EXERCICES:
- A) Reproduisez, s'il vous plaît, le passage du texte sur le goût compris entre « Le goût d'une » et « par la société. », ces deux bornes incluses.
- B) Poursuivez le texte sur le goût à la suite de sa dernière phrase, s'il vous plaît.

TEXTE CHOISI:
##############################

Au sens de phénomène collectif, le goût n'a pas ce caractère subjectif : il est parfois une adhésion aux préférences et aux choix de personnalités marquantes d'un milieu, plus souvent le contrecoup d'événements historiques, d'une découverte ou d'une création dans le domaine de la culture ou même de la technique.

Le goût d'une époque est fréquemment une réaction contre celui de l'époque précédente.

Les différentes étapes de l'histoire du goût ne sont pas les phases successives d'une évolution continue, mais recèlent en elles-mêmes leur point de départ et leur terme.

Celui-ci est marqué d'abord par la création d'un style, plus ou moins éphémère et, parallèlement, par l'apparition de modes, de « manies », d'engouements, qui s'épuisent par leur excès même.

On comprend que dans la définition même du goût, il n' y a pas uniquement des prérogatives subjectives, mais le goût est façonné par l'entourage proche ou par la société.

Je ne serais pas entièrement responsable de mes goûts. 1) Je suis responsable de mes goûts : c'est une faculté personnelle. Le goût personnel est, en quelque sorte, un sixième sens, la faculté de déceler la beauté d'une forme, au-delà d'adjonctions extérieures disparates et en faisant abstraction de l'opinion d'autrui.

Cette lucidité de l'œil, cette pénétration visuelle immédiate peut s'exercer dans des domaines très différents selon le genre de vie, les curiosités, les activités de chacun : le choix d'objets de collection ou celui d'un vêtement, l'arrangement d'un vase de fleurs ou la présentation d'une exposition font appel, pour une part, à une même intuition de l'harmonie, à un même sens des couleurs et des rythmes.

L'art de susciter des accords satisfaisants, de mettre en valeur les éléments rares ou précieux d'un ensemble à première vue sans accents particuliers, dépend en partie de la formation reçue, de l'orientation adoptée sous l'influence du milieu familial ou social et en fonction des aptitudes intellectuelles de chacun.

##############################

[Annotations par points]
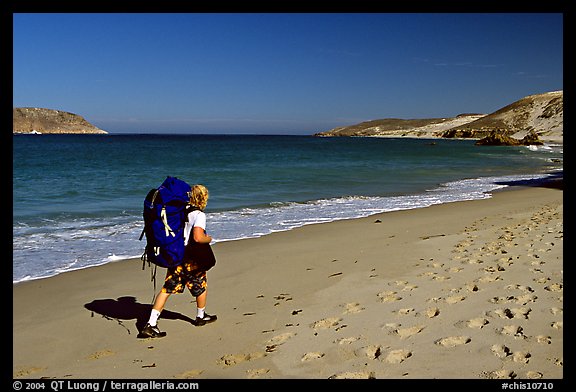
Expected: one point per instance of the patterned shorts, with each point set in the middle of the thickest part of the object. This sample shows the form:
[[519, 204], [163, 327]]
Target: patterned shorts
[[185, 275]]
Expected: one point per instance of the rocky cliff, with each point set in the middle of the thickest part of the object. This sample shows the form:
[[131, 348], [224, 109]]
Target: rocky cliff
[[542, 114], [41, 121]]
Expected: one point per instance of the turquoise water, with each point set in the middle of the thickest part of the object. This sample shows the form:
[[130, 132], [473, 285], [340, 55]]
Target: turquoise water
[[77, 199]]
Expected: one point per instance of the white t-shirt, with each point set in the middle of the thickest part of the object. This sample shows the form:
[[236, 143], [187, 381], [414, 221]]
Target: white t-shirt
[[195, 218]]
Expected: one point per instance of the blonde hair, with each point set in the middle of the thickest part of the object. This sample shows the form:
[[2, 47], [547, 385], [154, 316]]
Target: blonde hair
[[199, 196]]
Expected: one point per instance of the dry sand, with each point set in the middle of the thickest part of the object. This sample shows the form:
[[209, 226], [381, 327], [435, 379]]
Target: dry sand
[[466, 290]]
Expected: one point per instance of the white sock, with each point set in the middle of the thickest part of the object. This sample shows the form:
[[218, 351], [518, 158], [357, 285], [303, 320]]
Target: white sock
[[154, 314]]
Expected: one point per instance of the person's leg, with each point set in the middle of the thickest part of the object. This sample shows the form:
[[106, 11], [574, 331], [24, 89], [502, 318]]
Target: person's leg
[[201, 304], [199, 289], [159, 303]]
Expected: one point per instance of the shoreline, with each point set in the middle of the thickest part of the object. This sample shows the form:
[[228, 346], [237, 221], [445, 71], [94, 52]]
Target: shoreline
[[385, 296]]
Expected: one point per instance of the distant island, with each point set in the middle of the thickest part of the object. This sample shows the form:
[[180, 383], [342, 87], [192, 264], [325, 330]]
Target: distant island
[[539, 115], [48, 121]]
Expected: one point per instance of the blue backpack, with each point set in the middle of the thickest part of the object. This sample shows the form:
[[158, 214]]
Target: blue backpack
[[165, 213]]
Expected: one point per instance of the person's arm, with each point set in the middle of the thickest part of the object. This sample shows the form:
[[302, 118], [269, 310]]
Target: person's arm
[[200, 236]]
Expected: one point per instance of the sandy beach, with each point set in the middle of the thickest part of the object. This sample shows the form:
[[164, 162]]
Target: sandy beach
[[465, 290]]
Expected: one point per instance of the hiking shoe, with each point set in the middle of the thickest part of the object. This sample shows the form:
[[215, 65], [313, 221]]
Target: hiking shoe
[[200, 321], [151, 332]]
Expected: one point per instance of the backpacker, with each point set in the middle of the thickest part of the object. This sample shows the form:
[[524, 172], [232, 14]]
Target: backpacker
[[164, 219]]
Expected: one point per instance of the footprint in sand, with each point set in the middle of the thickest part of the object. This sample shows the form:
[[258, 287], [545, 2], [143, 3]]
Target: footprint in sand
[[353, 307], [325, 323], [190, 374], [405, 333], [25, 372], [398, 356], [280, 339], [405, 311], [234, 359], [557, 324], [311, 356], [349, 340], [372, 352], [101, 354], [522, 357], [388, 296], [453, 341], [500, 351], [256, 373], [478, 323], [513, 330], [554, 287], [432, 312], [556, 310], [353, 375], [517, 313], [455, 299], [499, 374]]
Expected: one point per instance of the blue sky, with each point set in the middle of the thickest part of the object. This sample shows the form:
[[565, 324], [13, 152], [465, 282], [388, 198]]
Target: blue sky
[[279, 73]]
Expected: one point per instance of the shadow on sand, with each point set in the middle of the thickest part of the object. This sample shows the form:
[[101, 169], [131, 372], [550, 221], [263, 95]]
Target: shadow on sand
[[554, 180], [127, 308]]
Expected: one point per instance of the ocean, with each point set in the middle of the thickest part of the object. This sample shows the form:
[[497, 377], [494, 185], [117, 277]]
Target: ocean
[[78, 199]]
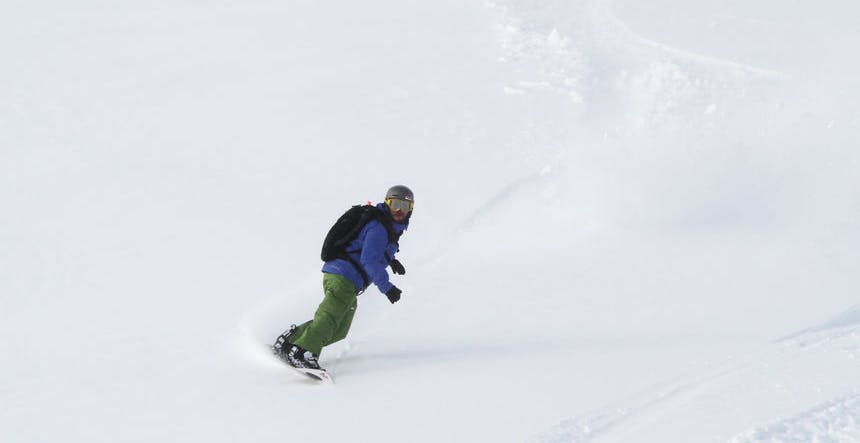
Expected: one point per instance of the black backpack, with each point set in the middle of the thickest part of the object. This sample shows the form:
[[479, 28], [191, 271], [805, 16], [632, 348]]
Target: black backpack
[[347, 228]]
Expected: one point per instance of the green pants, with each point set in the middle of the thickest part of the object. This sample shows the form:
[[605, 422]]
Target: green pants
[[333, 317]]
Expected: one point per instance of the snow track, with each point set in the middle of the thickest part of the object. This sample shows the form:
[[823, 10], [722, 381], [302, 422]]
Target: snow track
[[785, 376]]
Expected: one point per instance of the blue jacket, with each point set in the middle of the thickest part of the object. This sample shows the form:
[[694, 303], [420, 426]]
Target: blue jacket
[[372, 250]]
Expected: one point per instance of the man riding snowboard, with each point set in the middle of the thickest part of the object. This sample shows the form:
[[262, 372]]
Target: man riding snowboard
[[356, 252]]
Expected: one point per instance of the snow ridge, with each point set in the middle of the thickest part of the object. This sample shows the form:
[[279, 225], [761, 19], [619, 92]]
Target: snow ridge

##############################

CORRIGÉS:
- A)
Le goût d'une époque est fréquemment une réaction contre celui de l'époque précédente.

Les différentes étapes de l'histoire du goût ne sont pas les phases successives d'une évolution continue, mais recèlent en elles-mêmes leur point de départ et leur terme.

Celui-ci est marqué d'abord par la création d'un style, plus ou moins éphémère et, parallèlement, par l'apparition de modes, de « manies », d'engouements, qui s'épuisent par leur excès même.

On comprend que dans la définition même du goût, il n' y a pas uniquement des prérogatives subjectives, mais le goût est façonné par l'entourage proche ou par la société.

- B)
Mais ces facteurs extérieurs interviennent à des degrés divers selon la nature et l'orientation du goût. D'une même éducation, d'un même milieu, des tempéraments divers reçoivent des impulsions différentes.

Chaque personnalité établit spontanément une sélection dans le « matériel » intellectuel ou visuel mis à sa portée.

La mémoire enregistre, élimine, crée des hiérarchies.

Et ce choix, déterminé par le goût, modifie l'environnement individuel, influence les choix ultérieurs et développe les tendances majeures de la personnalité. 2) l'influence du milieu. Selon Bourdieu, dans les Héritiers, il manque aux étudiants, pour être un groupe homogène et intégré, une expérience commune dont l'absence est à rechercher pour chacun dans la détention ou non d'un ensemble d'attitudes, de dispositions et de capitaux culturels reçus, en quantité et en qualité, de la famille.

Le caractère très formel de l'égalité des chances scolaires tient à cette inégalité devant la culture que renforce l'école elle-même en utilisant comme critères pédagogiques de jugement de son public les traits distinctifs du rapport à la culture entretenu par les classes aisées : le dilettantisme cultivé, le détachement affecté et le maniement aisé et subtil de la lettre et de l'esprit savant.

Aussi le goût est à la fois quelque chose qui s'apprend et quelque chose qui est transmis par la famille et l'entourage, ce qui a la faculté de transformer des données culturels en don innés.

C'est là qu'il peut y avoir l'illusion que le goût est don inné, et non comme quelque chose que la culture aurait créer. 3) Le goût comme phénomène social. En tant que phénomène collectif, le goût est largement déterminé par des circonstances extérieures, tenant à l'évolution économique et sociale, qui peuvent sembler, à première vue, ne pas devoir entraîner de répercussion sur le plan esthétique.

Le rôle des artistes demeure pourtant capital.

Il n'est pas question ici, naturellement, des orientations qui s'affirment dans tel ou tel milieu, de la vogue des tableaux d'une certaine période qui se dessine à un moment donné, des cotes qui montent, de l'attrait soudain exercé par certains genres, par certaines écoles de peinture.

Dans ces différents cas, seuls les marchands, les collectionneurs, les spéculateurs sont concernés.

Il n'en reste pas moins que l'œuvre des peintres, des sculpteurs, des architectes peut exercer une influence décisive sur le goût, soit que les artistes s'imposent d'eux-mêmes et imposent leur propre conception de la beauté, soit qu'ils se trouvent mis en vedette, protégés, imposés par les puissants du jour.

Citons encore une fois Voltaire : « Le goût se forme insensiblement dans une nation qui n'en avait pas parce qu'on y prend peu à peu l'esprit des bons artistes.

On s'accoutume à voir les tableaux avec les yeux de Le Brun, du Poussin, de Le Sueur ; on entend la déclamation notée des scènes de Quinault avec l'oreille de Lulli, et les airs, les symphonies, avec celle de Rameau.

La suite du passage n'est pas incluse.